Stored entries
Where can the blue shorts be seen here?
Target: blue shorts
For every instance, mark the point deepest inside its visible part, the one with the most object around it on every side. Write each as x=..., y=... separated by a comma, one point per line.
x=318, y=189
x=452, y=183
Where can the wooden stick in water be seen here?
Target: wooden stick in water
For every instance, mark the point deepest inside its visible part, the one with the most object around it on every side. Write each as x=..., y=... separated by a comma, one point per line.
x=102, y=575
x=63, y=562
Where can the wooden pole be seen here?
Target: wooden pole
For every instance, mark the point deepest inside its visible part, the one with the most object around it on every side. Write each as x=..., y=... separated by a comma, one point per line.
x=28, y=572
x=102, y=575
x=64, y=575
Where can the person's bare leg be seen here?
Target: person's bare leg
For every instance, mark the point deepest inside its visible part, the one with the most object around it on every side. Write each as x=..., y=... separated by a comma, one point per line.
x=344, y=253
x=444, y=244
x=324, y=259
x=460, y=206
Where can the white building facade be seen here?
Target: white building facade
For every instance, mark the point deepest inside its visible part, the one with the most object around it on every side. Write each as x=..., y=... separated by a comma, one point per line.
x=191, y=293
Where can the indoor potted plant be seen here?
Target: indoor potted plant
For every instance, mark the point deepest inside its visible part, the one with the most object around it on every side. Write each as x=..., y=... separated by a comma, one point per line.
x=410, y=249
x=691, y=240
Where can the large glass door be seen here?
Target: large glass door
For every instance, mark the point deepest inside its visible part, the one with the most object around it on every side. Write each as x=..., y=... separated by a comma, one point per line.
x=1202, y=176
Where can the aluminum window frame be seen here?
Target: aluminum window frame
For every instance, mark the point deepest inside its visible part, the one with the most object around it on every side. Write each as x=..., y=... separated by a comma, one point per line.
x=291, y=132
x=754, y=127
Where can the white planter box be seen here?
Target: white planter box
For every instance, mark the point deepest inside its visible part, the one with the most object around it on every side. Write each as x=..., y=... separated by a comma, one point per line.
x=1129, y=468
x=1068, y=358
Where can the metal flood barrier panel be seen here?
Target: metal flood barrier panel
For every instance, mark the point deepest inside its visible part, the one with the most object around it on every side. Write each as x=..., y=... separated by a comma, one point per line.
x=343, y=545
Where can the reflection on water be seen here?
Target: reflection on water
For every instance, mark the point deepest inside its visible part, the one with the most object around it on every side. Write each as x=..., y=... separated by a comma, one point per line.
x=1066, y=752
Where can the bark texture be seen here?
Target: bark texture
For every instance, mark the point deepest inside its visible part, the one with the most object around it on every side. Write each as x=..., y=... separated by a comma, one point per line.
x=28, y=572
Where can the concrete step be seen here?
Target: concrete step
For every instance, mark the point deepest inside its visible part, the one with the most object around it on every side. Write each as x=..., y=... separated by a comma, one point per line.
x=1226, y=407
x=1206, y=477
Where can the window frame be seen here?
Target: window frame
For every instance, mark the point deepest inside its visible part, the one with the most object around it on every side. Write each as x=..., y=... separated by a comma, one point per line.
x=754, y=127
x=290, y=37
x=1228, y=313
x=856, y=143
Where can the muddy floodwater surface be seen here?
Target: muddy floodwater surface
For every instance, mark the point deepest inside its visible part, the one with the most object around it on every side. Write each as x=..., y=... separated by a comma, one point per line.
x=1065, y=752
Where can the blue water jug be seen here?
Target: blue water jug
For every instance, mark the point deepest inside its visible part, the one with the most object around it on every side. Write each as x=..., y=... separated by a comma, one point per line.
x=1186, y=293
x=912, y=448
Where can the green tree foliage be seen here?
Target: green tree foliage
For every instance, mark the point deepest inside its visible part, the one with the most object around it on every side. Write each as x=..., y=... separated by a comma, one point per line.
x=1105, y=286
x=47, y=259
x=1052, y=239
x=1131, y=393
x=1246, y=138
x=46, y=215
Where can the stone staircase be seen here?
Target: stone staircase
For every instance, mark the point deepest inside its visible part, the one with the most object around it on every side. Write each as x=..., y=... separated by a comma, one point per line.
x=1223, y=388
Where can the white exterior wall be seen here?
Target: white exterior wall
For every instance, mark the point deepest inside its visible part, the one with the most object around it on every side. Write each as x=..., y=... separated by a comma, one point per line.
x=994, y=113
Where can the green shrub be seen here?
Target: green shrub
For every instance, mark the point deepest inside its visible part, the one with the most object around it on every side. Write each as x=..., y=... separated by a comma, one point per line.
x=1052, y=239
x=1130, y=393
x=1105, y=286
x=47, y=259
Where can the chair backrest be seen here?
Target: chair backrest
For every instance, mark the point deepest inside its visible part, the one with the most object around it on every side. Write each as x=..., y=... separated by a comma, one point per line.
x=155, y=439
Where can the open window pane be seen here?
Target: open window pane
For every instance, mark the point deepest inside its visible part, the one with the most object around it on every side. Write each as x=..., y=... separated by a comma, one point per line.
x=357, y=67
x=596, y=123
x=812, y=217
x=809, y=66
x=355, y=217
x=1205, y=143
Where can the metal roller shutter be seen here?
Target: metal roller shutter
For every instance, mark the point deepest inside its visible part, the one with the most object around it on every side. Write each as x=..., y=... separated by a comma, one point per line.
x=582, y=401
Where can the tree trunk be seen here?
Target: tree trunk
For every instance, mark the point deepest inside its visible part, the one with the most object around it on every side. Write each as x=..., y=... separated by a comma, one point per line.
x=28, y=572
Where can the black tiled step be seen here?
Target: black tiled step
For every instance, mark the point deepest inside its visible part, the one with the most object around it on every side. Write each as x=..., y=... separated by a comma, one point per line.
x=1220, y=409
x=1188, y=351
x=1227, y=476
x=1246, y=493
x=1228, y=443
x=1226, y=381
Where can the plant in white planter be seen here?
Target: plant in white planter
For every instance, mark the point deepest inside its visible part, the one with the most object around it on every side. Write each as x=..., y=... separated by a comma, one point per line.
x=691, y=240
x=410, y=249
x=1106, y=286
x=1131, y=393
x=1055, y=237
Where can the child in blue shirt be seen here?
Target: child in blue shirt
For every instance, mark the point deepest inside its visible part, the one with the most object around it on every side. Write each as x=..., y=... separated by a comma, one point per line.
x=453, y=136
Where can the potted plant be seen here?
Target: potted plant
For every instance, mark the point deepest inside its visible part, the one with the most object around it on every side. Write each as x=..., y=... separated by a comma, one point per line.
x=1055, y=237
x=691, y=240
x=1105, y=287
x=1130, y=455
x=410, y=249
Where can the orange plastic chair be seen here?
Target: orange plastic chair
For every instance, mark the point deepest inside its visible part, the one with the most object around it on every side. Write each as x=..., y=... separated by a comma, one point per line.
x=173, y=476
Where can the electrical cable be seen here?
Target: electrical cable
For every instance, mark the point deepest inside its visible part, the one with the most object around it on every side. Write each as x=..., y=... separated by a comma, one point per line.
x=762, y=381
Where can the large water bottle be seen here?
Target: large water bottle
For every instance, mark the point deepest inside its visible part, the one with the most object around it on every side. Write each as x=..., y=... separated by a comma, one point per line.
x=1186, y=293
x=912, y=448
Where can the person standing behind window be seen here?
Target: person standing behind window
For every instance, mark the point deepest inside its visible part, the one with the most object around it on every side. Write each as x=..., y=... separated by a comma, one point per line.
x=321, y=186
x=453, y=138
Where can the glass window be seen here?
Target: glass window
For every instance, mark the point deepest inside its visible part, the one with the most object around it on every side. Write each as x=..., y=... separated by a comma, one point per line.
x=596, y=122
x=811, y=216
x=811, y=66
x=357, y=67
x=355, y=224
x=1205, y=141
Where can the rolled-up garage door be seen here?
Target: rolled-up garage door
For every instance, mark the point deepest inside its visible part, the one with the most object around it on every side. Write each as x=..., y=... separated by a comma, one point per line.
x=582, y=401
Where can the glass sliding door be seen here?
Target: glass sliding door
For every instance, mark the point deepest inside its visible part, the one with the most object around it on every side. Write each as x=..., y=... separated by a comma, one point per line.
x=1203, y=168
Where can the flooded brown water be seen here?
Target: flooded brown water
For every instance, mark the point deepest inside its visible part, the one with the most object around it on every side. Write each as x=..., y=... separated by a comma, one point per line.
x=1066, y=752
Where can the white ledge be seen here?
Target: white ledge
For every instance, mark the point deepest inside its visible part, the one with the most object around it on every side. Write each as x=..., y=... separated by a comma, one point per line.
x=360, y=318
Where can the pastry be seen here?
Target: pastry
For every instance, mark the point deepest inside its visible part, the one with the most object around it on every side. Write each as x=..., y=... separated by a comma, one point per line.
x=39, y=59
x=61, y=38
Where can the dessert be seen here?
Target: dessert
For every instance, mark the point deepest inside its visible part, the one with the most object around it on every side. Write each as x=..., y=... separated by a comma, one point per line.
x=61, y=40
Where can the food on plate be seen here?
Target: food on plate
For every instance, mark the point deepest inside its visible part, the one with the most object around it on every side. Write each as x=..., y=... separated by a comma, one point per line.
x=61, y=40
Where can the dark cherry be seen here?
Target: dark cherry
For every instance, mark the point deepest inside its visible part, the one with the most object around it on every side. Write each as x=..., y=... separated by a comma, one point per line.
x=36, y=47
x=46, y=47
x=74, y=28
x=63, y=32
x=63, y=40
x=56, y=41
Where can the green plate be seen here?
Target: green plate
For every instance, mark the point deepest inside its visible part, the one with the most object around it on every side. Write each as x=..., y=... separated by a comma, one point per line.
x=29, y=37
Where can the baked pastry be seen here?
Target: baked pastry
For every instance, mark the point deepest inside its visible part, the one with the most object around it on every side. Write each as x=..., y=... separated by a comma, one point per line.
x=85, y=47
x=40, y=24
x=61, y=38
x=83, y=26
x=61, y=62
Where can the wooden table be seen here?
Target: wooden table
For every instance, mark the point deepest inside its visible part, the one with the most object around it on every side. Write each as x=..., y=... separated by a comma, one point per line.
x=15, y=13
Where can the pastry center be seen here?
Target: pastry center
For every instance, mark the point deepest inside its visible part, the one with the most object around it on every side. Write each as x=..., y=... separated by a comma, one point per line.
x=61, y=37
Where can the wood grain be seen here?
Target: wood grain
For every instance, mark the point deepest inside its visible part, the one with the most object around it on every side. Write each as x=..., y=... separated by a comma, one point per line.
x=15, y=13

### About this task:
Scan the records above for the lines holding "Target: large glass door" and "Target: concrete step". Transcribe those two and every line between them word for word, and no others.

### Expected answer:
Target: large glass door
For every instance, mark the point deepest inside its visible part, the one with the most object around it on every side. Write each as x=..., y=... separated by a comma, one point per line.
x=1202, y=176
Where can the aluminum window frame be seen here?
Target: aluminum window frame
For every instance, mark the point deepest inside its visible part, the one with the most object around it on every side. Write each as x=..., y=... separated by a comma, one point per line.
x=291, y=132
x=754, y=127
Where can the white planter box be seen here?
Target: white planter box
For every instance, mark the point deepest inside its visible part, the one with the most object around it on every side. Write each as x=..., y=... separated by a comma, one point per line.
x=1129, y=468
x=1068, y=358
Where can the metal flood barrier panel be seen here?
Target: metal flood barrier panel
For every instance, mark the point deepest inside its visible part, the one with the most object around it on every side. Write each as x=..., y=... separated by a comma, one point per line.
x=343, y=545
Where can the reflection on water be seen here?
Target: reflection on water
For every instance, mark the point deepest inside its visible part, the one with the most object around it on every side. Write each as x=..., y=... separated by a comma, one point per line.
x=1066, y=752
Where can the bark texture be seen here?
Target: bark texture
For every instance, mark the point deepest inside its visible part, the one with the most object around it on every side. Write each as x=..., y=... separated by a comma, one point per line.
x=28, y=572
Where can the concrete step be seen here?
Target: concrete step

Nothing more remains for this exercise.